Given instruction: Copy out each line of the listing below that contains the string "locate", matching it with the same case.

Data supplied:
◇ ◇ ◇ ◇ ◇ ◇ ◇
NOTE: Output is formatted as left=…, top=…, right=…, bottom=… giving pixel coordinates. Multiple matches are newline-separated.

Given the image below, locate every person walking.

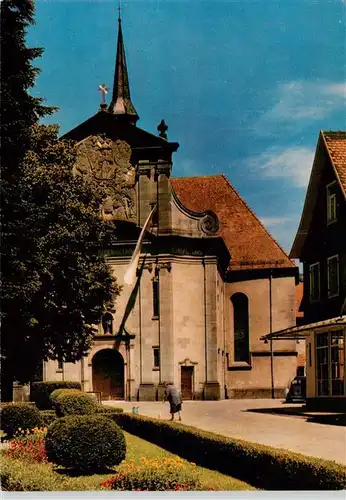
left=163, top=382, right=182, bottom=420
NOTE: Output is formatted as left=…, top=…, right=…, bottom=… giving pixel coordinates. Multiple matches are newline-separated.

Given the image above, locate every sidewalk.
left=104, top=399, right=346, bottom=465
◇ ◇ ◇ ◇ ◇ ◇ ◇
Complete answer:
Given the image below, locate every person walking.
Given the image above, locate every sidewalk.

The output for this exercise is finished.